» **DIRECTION 1**:
From the notes on reasons for starting a business, reproduce the passage from "27:16 – Reasons" to "hands of others.".
» **DIRECTION 2**:
The notes on reasons for starting a business give examples of others who may hold your fate when you work for a company. List each one.
» **DIRECTION 3**:
Continue the notes on reasons for starting a business after their final sentence.

##### GIVEN TEXT #####

27:16 – Reasons for Starting a Business

  • Michael describes the reasons for going out on his own.
    • He is very opinionated. Michael shares the scenario of working on something extremely important to the business but being directed by management to change direction and focus on something of lesser value "because it’s your job."
      • Michael hates the feeling of being told not to do something that is driving value.
      • Working for himself allows Michael to work on the things he wants to work on and which he also knows are generating value.
      • Working for a company means you are working on things because you have to do it.
    • Michael does not like putting his fate in the hands of others.
      • Many feel having a full time job is more stable.
      • Michael would argue this is less stable than going out on your own because:
        • You are putting your fate in the hands of another team like sales, marketing, or the CEO of the company for which you work. If the company has layoffs or goes under you may have done nothing wrong and could still lose your job.
        • Getting a consistent paycheck makes you feel like all is well, but one day it could all go away. Then what do you do if that was your only source of income?

##### MATERIAL SHOWN #####

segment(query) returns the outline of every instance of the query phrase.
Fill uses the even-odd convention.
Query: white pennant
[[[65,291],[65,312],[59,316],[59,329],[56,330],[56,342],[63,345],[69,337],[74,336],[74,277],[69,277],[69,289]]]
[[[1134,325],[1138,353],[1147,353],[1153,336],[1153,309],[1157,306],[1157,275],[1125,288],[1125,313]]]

#####
##### MATERIAL SHOWN #####

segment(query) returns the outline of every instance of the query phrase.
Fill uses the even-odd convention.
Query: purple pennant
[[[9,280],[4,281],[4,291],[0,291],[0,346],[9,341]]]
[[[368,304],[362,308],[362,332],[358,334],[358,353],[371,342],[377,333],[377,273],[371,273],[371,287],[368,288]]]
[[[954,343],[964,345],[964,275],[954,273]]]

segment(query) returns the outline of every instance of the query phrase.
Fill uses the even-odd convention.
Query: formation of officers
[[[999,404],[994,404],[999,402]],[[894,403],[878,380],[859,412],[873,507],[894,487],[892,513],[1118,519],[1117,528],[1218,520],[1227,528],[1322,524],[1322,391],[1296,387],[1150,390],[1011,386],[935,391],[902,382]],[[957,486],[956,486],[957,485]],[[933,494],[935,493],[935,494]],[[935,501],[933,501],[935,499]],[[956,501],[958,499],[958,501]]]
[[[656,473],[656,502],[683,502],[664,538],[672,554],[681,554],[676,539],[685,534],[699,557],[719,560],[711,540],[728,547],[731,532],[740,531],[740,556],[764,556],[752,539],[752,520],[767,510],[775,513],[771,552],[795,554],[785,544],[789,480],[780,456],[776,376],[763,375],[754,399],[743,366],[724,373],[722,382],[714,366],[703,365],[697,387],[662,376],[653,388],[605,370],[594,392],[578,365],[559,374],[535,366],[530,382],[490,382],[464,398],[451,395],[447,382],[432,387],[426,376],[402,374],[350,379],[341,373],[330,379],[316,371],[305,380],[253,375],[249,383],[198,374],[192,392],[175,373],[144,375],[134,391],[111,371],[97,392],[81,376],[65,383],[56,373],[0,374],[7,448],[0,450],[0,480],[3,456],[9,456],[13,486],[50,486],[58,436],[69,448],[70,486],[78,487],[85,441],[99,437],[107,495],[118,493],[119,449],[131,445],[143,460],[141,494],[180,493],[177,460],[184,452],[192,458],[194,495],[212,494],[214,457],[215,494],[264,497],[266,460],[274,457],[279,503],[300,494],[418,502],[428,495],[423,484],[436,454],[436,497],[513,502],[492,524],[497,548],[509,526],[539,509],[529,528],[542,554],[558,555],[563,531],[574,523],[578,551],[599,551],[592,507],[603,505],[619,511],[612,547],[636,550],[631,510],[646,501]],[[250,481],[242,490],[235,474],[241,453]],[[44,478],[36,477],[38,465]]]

#####

» **FINAL RESULT 1**:
27:16 – Reasons for Starting a Business

  • Michael describes the reasons for going out on his own.
    • He is very opinionated. Michael shares the scenario of working on something extremely important to the business but being directed by management to change direction and focus on something of lesser value "because it’s your job."
      • Michael hates the feeling of being told not to do something that is driving value.
      • Working for himself allows Michael to work on the things he wants to work on and which he also knows are generating value.
      • Working for a company means you are working on things because you have to do it.
    • Michael does not like putting his fate in the hands of others.

» **FINAL RESULT 2**:
- sales
- marketing
- the CEO of the company for which you work

» **FINAL RESULT 3**:
        • When on your own, if something goes wrong, it is likely your fault. You can learn from it, adapt, and change. It’s all on your shoulders, which is a phenomenal thing.
        • When working on your own, you have multiple income streams. If something goes away (depending on size of client, etc.), there are multiple other things on which you can fall back (other clients / ability to get more clients).
      • If Michael is working for another company, they have every right to tell him what he can and cannot do as it relates to giving a conference talk about a specific subject, if he can go and tinker with a new technology, when he can take off work, etc.
        • Michael is a passionate technologist and doesn’t want someone else telling him how to live his life.
    • The paycheck is a false sense of stability. You are only as stable as the rest of the employees at the company. If they are not doing their job you aren’t very stable at all.
    • John mentions humans are bad at judging risk. We don’t often want to face what is risky.
      • You can see a business is in trouble from the outside, and people within the business may not want to acknowledge it.
      • Perhaps if you are going to work for a company, one should have a way to measure and assess the risk to the company’s longevity and health in a negative way.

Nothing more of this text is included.